▶ **What is required**: Starting with the line that contains "Could you please indicate the woman's left", reproduce each line through the end of the listing below, with no other output.

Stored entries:
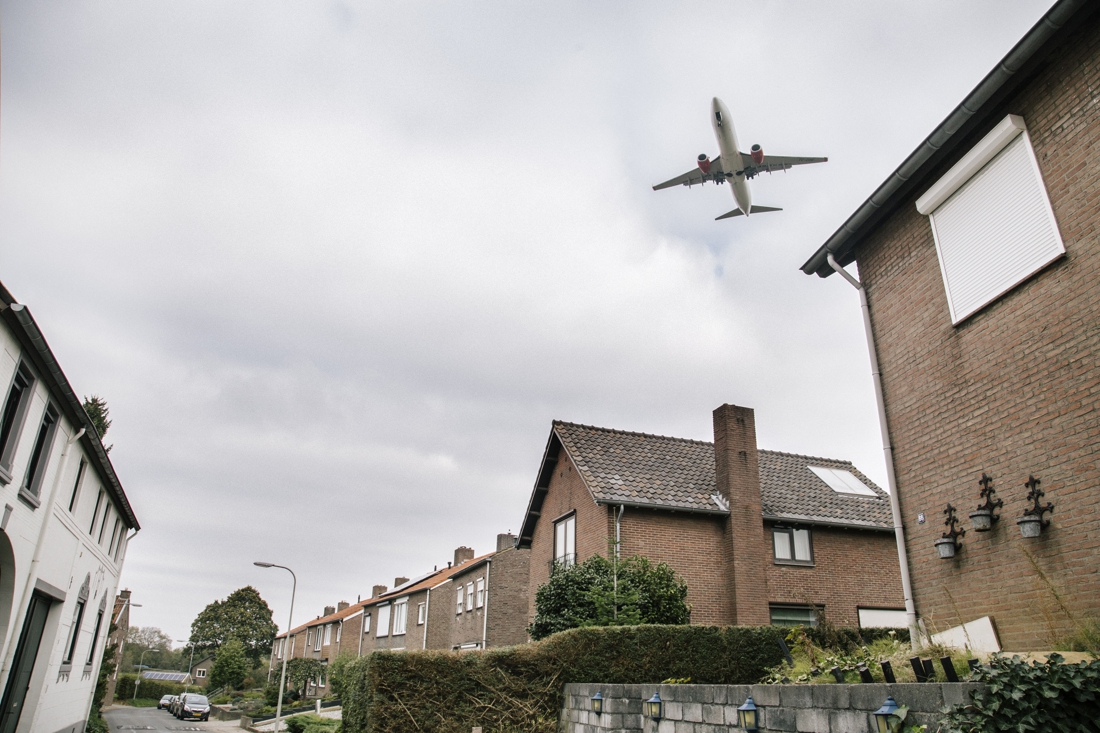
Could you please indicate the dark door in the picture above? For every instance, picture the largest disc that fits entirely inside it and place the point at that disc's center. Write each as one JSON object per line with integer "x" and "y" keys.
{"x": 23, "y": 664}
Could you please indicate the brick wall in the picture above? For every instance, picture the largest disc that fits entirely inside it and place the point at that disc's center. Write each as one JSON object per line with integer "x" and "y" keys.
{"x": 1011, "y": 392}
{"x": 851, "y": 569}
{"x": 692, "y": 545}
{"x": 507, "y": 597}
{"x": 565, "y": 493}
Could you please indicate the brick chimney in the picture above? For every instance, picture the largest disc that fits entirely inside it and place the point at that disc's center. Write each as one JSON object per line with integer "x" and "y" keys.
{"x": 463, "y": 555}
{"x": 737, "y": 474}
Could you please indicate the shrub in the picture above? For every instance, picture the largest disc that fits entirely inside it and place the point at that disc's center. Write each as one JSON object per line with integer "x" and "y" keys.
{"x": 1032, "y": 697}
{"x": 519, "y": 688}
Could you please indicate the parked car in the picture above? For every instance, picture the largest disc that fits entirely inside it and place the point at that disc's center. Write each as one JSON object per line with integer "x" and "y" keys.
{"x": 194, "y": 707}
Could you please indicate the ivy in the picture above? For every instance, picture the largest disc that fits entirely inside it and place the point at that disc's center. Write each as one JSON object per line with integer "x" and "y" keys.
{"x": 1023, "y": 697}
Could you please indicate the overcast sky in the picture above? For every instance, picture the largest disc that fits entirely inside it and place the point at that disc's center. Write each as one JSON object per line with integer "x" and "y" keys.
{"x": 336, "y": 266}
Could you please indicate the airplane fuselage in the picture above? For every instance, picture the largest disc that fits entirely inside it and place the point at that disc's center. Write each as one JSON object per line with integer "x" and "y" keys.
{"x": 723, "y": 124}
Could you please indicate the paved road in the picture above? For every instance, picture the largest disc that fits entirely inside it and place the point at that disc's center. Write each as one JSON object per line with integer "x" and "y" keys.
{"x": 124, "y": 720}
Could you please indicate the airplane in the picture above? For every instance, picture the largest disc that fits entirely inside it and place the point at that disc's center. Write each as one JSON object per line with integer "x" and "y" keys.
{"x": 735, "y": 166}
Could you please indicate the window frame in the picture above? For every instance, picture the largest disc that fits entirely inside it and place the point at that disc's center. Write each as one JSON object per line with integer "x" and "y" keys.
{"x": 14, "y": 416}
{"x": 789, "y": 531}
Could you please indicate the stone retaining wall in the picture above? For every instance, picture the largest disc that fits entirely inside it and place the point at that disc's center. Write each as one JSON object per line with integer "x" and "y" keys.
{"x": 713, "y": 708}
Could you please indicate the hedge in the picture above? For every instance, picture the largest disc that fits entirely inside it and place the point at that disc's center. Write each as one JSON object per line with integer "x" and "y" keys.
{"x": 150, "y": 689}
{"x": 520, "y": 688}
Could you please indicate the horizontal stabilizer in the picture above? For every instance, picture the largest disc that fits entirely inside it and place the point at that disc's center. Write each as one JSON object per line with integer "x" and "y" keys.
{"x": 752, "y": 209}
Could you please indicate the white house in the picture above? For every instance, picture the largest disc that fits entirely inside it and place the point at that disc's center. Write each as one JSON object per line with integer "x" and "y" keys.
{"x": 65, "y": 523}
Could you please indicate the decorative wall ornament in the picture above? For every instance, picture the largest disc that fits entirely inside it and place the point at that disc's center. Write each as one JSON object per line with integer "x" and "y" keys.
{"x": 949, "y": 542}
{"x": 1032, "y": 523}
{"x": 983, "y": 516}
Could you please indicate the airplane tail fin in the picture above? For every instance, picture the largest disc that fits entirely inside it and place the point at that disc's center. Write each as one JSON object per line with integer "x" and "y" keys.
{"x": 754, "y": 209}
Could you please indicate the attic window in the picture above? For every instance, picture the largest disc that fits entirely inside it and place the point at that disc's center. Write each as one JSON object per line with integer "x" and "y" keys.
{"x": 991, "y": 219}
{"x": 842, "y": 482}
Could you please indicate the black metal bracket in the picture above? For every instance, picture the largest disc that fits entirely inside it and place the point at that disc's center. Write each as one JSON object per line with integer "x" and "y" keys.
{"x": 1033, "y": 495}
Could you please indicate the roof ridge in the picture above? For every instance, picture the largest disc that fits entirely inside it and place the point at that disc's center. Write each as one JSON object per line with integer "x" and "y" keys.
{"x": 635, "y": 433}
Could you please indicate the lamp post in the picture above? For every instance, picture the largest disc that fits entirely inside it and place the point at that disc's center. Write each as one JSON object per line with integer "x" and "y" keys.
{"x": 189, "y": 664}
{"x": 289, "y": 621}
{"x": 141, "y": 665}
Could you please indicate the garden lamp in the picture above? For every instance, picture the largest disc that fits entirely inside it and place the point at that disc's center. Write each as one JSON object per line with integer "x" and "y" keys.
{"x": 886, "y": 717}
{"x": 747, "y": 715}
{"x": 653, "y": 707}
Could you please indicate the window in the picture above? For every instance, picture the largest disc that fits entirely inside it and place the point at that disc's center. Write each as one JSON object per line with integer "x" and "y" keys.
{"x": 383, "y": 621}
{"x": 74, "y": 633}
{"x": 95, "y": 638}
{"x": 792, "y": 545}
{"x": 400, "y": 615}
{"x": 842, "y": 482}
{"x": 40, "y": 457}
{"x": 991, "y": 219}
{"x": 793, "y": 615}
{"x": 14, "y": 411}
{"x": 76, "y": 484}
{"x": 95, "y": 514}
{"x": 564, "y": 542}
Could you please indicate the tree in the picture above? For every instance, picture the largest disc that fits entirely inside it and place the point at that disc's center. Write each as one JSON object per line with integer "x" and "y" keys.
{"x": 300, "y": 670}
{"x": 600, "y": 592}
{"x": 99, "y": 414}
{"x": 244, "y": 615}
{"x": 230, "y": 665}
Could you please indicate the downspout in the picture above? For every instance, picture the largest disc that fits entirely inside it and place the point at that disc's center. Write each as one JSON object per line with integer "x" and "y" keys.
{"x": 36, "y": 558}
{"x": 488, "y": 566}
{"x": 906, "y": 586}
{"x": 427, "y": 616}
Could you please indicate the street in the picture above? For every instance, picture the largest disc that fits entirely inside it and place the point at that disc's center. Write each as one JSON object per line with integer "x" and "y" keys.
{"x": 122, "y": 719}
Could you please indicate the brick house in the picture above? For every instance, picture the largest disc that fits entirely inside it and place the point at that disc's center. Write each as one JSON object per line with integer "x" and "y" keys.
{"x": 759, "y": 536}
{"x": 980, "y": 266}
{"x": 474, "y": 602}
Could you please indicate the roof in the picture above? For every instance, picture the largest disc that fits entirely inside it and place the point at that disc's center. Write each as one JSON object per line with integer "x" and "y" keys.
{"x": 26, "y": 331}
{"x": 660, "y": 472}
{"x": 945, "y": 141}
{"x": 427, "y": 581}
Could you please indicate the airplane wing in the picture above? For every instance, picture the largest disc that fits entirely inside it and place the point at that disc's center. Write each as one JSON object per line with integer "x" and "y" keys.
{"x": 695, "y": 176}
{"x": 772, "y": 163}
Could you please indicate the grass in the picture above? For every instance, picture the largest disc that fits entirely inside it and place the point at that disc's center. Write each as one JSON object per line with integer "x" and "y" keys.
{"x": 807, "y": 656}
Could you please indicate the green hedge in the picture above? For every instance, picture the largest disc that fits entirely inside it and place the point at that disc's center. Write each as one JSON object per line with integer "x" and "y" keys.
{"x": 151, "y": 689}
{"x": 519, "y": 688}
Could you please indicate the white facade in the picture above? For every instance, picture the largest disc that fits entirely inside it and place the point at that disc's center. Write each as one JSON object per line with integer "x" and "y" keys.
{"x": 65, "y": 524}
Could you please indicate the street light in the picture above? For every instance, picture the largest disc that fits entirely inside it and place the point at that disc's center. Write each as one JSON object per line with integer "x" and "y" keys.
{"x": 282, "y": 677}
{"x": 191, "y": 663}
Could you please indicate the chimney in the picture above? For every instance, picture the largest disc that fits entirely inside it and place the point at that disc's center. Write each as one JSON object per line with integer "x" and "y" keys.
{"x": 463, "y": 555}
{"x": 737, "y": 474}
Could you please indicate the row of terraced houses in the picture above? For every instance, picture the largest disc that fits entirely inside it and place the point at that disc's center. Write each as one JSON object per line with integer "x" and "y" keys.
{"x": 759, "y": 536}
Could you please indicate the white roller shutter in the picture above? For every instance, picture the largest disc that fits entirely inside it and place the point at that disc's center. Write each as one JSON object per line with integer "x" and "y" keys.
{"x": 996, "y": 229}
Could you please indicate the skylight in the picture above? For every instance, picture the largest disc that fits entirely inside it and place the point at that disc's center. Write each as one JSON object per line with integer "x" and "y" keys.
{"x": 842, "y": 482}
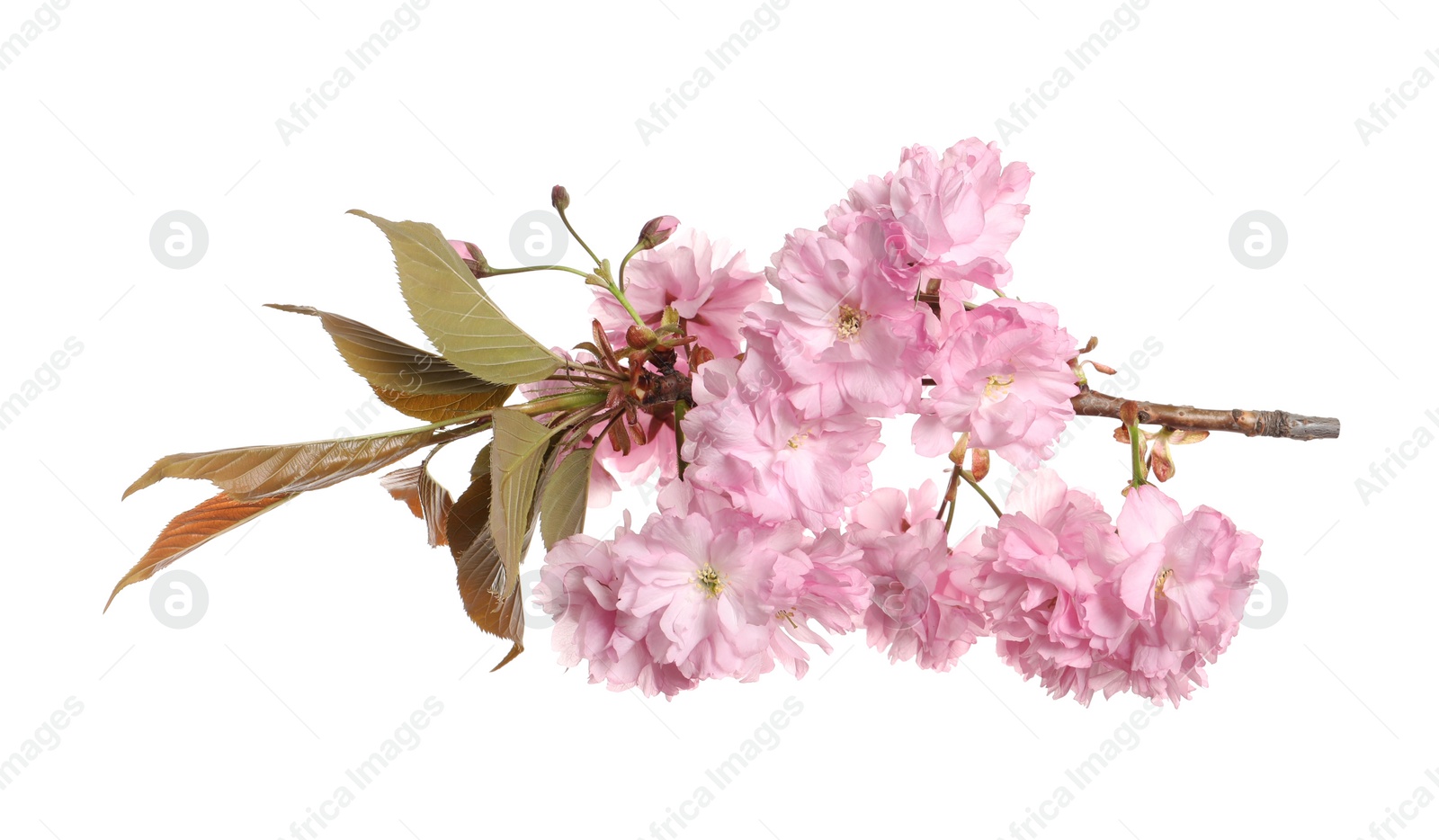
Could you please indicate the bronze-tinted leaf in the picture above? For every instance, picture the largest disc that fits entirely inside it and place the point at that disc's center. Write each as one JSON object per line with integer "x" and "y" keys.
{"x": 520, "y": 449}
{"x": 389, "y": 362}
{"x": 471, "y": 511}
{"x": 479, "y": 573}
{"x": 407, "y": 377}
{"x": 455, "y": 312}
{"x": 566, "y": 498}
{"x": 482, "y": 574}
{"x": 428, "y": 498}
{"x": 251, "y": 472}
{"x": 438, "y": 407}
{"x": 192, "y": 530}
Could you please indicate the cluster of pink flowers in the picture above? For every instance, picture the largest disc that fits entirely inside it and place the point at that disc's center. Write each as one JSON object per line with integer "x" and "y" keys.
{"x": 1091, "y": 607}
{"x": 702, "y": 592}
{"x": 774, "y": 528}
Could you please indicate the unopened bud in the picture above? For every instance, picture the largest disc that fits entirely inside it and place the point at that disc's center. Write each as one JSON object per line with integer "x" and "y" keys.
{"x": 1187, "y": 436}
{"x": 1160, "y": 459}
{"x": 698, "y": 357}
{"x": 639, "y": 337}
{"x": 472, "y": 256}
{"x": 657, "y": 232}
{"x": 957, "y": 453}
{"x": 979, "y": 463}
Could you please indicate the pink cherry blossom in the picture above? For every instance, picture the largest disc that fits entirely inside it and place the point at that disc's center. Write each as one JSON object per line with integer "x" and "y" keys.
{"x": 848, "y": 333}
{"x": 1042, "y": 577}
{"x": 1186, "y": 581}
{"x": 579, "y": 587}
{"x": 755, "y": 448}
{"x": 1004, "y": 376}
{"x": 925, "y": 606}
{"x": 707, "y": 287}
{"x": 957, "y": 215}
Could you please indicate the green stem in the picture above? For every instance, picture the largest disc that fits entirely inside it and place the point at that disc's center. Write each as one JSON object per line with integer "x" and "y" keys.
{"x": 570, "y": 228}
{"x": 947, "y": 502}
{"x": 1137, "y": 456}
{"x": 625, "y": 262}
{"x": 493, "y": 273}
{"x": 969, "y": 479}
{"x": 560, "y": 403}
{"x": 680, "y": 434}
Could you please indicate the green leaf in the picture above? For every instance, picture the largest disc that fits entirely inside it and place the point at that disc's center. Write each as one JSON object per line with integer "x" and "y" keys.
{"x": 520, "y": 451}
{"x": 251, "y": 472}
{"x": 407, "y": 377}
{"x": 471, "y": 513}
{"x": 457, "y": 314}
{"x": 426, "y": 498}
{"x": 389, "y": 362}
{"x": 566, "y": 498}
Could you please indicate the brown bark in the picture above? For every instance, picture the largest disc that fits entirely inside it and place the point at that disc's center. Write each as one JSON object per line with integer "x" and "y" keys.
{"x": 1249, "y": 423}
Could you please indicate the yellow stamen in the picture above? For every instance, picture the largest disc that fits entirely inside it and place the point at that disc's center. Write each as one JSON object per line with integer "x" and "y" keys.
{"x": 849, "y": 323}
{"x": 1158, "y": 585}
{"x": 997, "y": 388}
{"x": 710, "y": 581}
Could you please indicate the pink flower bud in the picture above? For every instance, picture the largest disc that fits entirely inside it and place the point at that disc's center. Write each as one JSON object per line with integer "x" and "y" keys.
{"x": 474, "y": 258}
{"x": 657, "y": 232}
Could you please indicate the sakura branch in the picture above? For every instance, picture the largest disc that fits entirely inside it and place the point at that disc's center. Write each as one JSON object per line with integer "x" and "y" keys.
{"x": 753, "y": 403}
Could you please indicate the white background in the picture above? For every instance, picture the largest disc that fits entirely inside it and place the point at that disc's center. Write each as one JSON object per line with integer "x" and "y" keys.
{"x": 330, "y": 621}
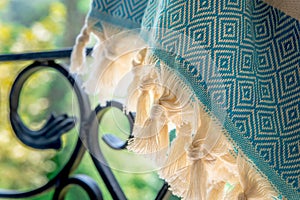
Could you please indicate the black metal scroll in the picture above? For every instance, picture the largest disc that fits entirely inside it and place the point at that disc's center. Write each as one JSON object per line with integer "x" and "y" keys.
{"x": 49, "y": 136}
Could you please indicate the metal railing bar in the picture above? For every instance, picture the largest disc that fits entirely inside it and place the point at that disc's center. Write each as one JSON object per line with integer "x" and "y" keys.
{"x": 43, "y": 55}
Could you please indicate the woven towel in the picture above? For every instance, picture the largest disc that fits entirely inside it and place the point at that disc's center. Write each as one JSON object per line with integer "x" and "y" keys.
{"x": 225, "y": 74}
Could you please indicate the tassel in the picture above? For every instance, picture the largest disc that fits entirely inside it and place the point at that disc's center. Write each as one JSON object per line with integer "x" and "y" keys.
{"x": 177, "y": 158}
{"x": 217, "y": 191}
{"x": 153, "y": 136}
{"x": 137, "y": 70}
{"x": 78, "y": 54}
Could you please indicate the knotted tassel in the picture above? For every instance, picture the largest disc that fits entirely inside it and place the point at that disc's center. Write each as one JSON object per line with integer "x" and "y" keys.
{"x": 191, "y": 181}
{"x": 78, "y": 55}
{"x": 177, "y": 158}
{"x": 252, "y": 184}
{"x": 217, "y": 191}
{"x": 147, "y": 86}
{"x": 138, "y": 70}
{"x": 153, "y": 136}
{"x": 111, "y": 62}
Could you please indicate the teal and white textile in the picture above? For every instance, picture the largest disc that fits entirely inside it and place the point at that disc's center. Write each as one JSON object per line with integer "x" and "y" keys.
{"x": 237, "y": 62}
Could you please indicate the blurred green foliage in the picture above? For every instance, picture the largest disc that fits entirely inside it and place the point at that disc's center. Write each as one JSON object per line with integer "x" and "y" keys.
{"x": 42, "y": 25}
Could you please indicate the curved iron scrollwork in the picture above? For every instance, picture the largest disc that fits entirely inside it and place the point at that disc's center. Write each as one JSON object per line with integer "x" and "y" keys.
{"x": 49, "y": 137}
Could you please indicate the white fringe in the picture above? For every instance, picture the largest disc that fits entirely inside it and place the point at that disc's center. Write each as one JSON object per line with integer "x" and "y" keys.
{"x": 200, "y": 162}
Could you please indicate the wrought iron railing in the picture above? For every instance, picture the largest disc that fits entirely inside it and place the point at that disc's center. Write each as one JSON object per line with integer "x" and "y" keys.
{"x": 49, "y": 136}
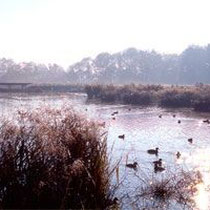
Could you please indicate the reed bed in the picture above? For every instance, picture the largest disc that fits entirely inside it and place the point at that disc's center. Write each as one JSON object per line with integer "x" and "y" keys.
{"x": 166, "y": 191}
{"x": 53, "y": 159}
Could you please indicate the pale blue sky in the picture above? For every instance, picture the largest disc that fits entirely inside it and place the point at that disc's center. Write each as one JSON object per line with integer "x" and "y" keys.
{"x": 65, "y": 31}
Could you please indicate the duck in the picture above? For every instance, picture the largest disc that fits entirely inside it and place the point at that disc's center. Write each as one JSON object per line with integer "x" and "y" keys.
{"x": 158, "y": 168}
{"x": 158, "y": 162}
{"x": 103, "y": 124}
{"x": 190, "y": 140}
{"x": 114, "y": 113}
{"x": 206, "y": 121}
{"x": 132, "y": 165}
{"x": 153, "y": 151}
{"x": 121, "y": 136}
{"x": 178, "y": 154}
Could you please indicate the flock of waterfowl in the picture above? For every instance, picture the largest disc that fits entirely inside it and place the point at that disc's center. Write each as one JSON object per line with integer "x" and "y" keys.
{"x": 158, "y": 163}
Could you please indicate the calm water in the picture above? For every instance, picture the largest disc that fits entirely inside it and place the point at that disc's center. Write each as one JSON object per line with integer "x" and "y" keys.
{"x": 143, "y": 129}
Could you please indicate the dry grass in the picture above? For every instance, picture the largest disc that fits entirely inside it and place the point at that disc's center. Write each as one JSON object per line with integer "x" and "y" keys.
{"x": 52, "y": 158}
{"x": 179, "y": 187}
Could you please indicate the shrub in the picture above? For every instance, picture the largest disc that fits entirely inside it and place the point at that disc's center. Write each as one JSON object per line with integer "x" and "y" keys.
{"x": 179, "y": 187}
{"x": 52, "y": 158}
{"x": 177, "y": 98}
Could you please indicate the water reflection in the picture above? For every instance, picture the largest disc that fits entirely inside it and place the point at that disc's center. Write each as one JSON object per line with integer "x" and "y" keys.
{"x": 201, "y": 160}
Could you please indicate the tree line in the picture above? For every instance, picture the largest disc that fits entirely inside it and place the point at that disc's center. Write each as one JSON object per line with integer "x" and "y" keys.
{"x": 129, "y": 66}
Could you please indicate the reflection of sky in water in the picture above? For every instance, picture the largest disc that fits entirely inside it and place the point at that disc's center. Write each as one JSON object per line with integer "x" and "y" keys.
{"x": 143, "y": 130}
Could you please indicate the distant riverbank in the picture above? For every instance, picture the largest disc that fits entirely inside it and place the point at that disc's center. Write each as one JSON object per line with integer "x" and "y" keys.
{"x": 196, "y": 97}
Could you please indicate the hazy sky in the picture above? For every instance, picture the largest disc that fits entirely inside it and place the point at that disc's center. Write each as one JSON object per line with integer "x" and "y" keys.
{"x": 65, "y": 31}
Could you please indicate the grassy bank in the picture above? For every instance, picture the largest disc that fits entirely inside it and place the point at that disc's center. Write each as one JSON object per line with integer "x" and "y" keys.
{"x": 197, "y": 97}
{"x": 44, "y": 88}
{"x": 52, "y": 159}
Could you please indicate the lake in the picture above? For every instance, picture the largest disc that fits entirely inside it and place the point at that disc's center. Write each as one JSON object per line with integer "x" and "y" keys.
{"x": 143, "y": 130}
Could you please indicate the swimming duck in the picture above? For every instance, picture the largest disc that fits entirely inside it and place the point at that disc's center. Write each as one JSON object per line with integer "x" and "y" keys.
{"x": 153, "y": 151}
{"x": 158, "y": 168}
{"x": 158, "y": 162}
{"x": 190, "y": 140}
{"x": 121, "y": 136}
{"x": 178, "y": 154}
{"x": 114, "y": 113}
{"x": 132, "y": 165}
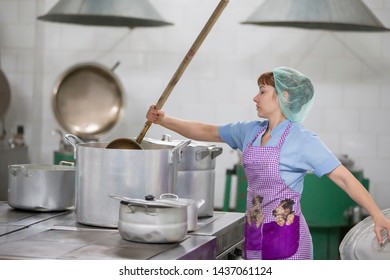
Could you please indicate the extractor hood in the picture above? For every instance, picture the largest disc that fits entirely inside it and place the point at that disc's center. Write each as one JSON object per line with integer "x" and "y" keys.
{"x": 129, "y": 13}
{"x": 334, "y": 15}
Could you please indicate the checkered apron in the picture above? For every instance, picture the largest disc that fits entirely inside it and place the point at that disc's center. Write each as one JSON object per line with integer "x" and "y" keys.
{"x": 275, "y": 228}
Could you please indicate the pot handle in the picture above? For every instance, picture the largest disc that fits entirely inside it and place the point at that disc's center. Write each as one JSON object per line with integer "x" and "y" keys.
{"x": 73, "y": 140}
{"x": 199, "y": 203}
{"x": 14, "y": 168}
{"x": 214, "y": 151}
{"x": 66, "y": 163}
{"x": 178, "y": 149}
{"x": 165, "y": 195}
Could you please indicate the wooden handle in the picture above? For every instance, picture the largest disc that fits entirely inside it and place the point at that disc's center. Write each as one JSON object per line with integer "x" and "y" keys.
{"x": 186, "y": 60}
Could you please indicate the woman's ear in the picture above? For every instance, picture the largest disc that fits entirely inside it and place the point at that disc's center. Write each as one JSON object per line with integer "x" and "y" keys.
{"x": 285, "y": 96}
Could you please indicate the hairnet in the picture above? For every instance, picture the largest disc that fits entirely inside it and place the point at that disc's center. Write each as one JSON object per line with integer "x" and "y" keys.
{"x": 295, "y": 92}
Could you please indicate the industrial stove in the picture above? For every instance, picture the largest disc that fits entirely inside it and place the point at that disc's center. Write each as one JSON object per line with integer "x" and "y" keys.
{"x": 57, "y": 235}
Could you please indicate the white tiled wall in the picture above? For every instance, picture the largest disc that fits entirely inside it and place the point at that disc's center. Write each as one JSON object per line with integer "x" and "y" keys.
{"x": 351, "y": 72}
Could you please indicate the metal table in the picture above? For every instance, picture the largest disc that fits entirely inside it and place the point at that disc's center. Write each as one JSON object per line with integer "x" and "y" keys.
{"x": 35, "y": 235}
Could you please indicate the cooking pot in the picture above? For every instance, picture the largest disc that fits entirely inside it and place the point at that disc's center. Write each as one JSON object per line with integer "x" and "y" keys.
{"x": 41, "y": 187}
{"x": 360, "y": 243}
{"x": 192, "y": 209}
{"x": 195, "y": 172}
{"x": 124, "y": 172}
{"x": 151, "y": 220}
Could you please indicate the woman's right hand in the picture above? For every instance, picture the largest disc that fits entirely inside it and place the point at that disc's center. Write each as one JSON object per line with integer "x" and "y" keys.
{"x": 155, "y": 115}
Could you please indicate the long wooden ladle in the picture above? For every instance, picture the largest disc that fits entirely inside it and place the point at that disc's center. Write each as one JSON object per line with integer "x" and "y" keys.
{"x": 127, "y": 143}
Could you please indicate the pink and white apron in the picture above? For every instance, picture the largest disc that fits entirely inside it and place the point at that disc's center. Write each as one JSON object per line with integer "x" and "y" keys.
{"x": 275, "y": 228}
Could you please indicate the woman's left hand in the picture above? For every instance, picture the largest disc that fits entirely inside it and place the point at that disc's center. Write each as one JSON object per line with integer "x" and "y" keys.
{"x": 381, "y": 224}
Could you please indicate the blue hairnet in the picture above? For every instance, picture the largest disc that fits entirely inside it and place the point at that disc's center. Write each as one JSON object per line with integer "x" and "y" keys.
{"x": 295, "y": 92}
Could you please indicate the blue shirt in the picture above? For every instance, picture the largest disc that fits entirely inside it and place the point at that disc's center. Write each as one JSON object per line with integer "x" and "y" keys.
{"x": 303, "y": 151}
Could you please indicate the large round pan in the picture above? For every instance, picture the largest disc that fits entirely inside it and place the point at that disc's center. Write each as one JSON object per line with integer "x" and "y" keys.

▶ **Full response**:
Could you please indicate the woman's left hand in the picture above? For every instance, picture the largest disc that fits entirely inside it and place the point at that disc's center. Write each as one JSON object per line with integer "x" and "y" keys.
{"x": 381, "y": 224}
Could you please indicate the blue hairnet in the picture above? For every instance, picture the largest disc that fits entirely inside it and place the point at that disc's center. Write each as one JSON object per line with integer "x" and "y" keys.
{"x": 295, "y": 92}
Could you please indicate the blue shirt in the picture above? For every instance, picture the largest disc that fits entirely inside it and place the point at that disc's center. Write each as one JSON object per line with integer "x" and "y" keys.
{"x": 303, "y": 151}
Could you please indicate the large round pan in the picture above? For every instance, picture the largest disc that fits entirely inside it and place the point at that disc's center. Write each as one JSON object per line with integer "x" and "y" keys.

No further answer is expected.